Begin RECORDS FOR THIS EXERCISE

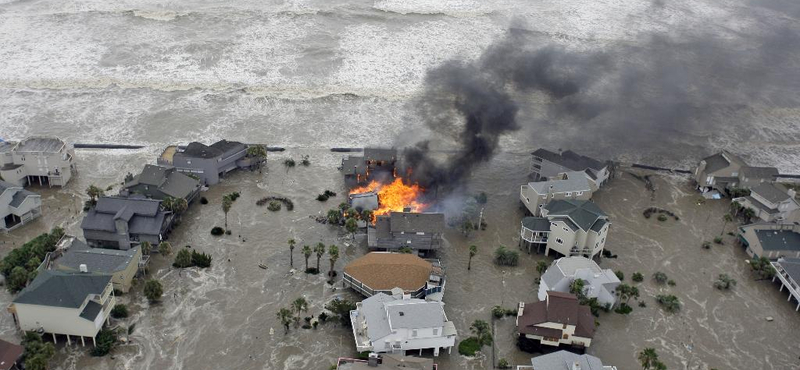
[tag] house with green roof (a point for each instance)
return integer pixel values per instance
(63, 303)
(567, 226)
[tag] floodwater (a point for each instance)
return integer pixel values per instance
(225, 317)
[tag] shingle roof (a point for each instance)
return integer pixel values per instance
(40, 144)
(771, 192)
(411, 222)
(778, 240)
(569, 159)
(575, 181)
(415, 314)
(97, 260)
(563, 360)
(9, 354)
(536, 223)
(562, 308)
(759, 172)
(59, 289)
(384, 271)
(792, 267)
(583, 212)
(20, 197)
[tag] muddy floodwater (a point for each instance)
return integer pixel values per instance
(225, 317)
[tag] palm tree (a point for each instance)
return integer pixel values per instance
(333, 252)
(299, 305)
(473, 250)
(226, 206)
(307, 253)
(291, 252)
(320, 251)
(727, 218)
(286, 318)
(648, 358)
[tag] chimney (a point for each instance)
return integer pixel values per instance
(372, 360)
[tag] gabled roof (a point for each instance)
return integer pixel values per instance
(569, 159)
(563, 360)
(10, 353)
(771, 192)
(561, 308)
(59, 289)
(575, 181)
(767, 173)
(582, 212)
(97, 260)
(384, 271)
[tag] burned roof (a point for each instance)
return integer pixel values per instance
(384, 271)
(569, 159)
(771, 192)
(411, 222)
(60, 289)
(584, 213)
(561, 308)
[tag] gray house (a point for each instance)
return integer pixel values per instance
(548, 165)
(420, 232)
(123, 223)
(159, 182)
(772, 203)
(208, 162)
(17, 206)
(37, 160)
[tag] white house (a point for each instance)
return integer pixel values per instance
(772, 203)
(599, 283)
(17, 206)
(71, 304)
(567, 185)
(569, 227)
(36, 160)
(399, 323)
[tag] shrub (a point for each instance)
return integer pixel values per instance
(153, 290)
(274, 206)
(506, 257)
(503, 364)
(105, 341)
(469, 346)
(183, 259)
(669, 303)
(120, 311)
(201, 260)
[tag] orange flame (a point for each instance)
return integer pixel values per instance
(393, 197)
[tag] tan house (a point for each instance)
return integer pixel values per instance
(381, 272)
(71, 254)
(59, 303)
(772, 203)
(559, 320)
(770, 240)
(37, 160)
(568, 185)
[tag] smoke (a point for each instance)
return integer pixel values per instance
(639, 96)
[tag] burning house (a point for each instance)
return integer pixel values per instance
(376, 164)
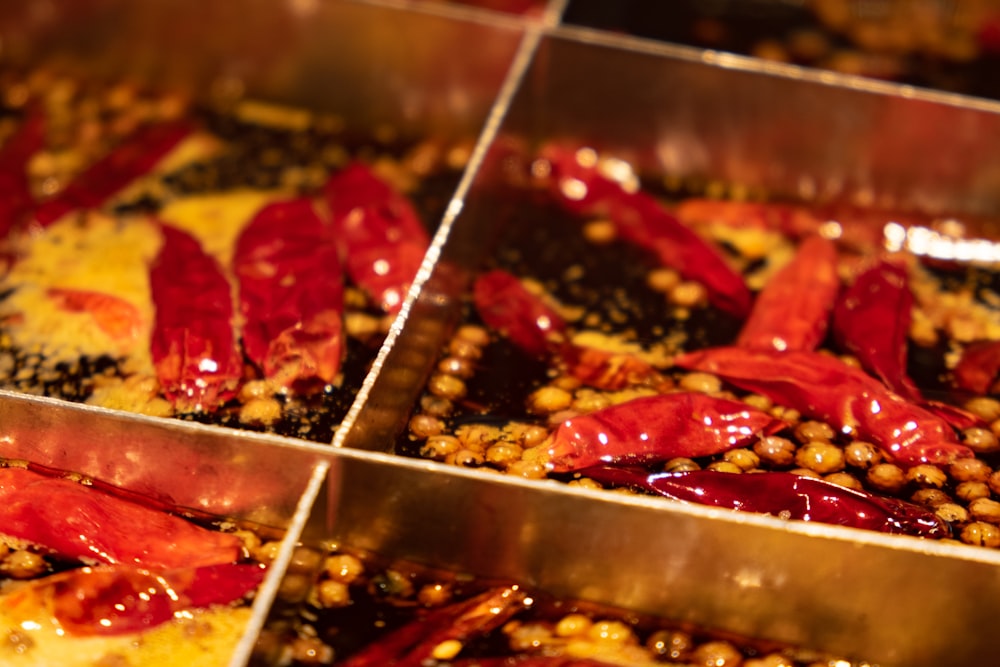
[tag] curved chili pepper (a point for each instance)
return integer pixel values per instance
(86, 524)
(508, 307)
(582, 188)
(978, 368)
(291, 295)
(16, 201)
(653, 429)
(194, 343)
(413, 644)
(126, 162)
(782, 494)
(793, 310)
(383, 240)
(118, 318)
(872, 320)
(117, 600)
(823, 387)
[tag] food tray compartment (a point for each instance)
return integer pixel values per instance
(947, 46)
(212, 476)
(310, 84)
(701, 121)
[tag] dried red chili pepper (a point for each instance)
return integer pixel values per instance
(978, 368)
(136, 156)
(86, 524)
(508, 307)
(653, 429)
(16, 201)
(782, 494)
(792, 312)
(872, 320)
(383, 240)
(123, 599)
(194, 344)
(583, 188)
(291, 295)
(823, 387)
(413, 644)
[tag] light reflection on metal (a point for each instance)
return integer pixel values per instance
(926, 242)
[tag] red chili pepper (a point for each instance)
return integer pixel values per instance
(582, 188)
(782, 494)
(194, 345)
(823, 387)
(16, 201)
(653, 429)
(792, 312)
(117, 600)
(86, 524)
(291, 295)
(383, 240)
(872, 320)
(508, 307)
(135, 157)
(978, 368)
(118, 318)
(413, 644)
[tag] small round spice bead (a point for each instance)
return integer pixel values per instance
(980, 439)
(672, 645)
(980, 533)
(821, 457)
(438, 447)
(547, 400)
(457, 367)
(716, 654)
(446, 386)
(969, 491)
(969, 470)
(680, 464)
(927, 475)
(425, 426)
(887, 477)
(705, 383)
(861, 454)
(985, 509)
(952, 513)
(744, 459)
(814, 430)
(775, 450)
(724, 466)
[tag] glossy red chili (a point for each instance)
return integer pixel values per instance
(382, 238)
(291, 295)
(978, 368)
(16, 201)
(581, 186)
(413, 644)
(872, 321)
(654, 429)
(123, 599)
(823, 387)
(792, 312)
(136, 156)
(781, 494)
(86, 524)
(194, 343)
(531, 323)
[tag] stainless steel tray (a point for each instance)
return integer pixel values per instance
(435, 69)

End RECORDS FOR THIS EXERCISE
Begin RECORDS FOR THIS EXERCISE

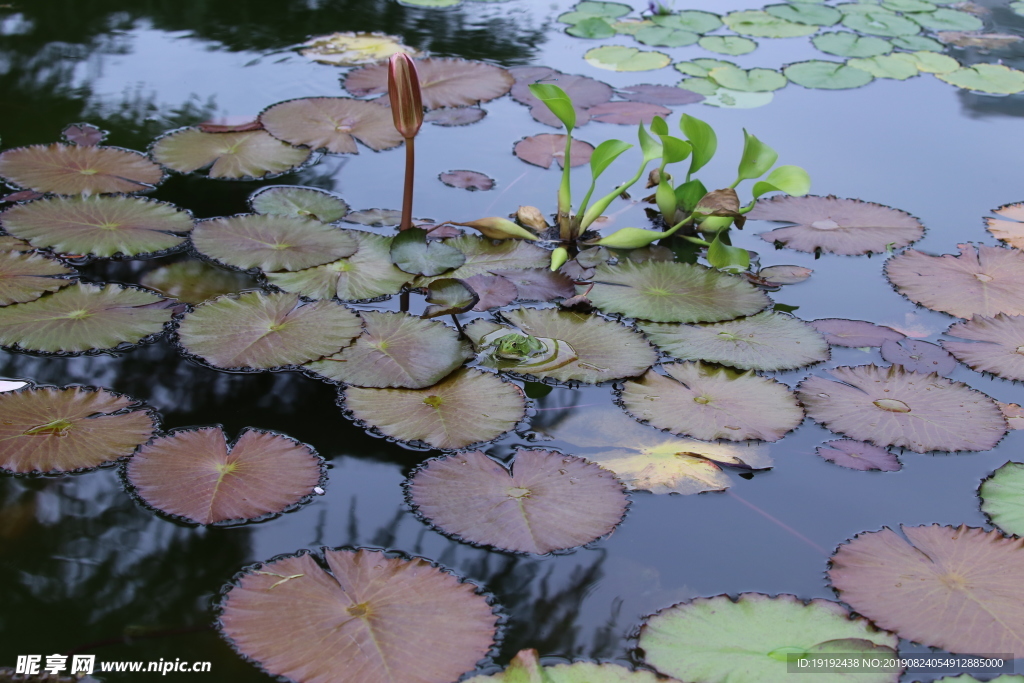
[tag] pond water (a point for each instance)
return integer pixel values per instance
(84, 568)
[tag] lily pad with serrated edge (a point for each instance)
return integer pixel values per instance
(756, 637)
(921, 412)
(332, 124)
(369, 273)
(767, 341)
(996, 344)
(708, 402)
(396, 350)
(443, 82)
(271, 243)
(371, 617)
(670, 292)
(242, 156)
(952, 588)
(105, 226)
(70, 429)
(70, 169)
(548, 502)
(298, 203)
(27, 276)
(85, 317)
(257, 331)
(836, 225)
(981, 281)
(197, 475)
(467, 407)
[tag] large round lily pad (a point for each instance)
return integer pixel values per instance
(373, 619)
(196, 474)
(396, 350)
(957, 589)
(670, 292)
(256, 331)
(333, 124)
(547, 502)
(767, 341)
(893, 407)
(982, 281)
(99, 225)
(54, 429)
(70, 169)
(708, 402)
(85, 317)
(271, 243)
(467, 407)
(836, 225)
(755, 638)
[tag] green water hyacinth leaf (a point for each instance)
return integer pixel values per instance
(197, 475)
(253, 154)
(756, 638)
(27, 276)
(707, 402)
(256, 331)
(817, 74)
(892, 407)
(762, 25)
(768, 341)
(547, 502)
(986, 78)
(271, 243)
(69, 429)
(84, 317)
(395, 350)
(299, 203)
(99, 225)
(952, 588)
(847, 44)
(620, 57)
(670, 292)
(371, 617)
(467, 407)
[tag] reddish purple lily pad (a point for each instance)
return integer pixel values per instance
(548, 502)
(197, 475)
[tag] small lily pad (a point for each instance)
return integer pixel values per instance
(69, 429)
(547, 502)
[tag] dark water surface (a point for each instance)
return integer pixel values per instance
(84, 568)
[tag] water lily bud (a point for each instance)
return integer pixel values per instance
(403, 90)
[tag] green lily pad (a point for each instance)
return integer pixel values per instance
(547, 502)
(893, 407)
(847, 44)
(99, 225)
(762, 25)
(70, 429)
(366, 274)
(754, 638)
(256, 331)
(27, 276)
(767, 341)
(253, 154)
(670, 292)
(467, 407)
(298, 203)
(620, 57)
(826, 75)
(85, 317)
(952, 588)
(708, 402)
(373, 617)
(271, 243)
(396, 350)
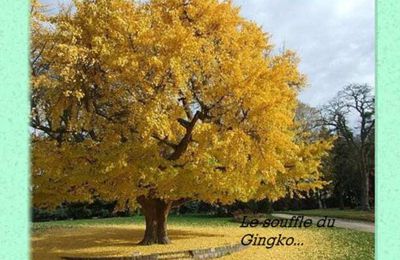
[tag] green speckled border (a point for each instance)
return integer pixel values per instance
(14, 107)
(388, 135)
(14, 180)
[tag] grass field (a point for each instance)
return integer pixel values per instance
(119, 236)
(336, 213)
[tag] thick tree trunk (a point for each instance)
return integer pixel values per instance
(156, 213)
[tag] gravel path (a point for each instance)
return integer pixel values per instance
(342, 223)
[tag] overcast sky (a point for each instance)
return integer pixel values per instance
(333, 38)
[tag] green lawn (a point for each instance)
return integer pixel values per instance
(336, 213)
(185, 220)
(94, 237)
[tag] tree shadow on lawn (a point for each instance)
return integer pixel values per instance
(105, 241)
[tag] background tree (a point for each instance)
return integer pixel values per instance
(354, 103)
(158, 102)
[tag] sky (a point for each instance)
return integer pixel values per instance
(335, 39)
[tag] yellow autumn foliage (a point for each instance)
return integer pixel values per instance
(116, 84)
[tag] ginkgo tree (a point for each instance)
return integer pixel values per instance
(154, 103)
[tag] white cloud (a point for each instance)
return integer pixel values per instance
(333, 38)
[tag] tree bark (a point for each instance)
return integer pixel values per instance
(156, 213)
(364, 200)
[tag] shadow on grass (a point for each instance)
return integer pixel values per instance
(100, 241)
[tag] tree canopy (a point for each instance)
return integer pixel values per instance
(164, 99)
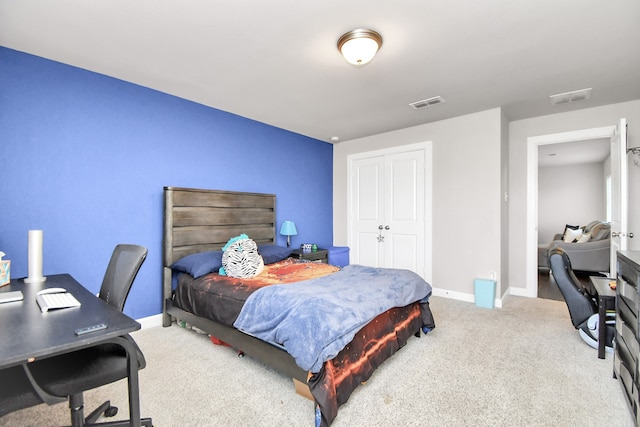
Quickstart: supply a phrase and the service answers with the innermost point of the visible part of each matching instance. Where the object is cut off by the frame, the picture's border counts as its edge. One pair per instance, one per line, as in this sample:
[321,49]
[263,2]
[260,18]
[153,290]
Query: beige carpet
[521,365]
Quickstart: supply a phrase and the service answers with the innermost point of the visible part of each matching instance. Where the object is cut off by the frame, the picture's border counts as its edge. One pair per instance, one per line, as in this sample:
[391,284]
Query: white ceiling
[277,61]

End RECORDS FOR THIS EXERCISE

_TASK BRIEF_
Please find each line above containing the word "grass" and copy those lines out. Matching is case-sensitive.

_RESULT OF THE TASK_
[tag] grass field (a point for each instance)
[tag] shadow on grass (a point for each instance)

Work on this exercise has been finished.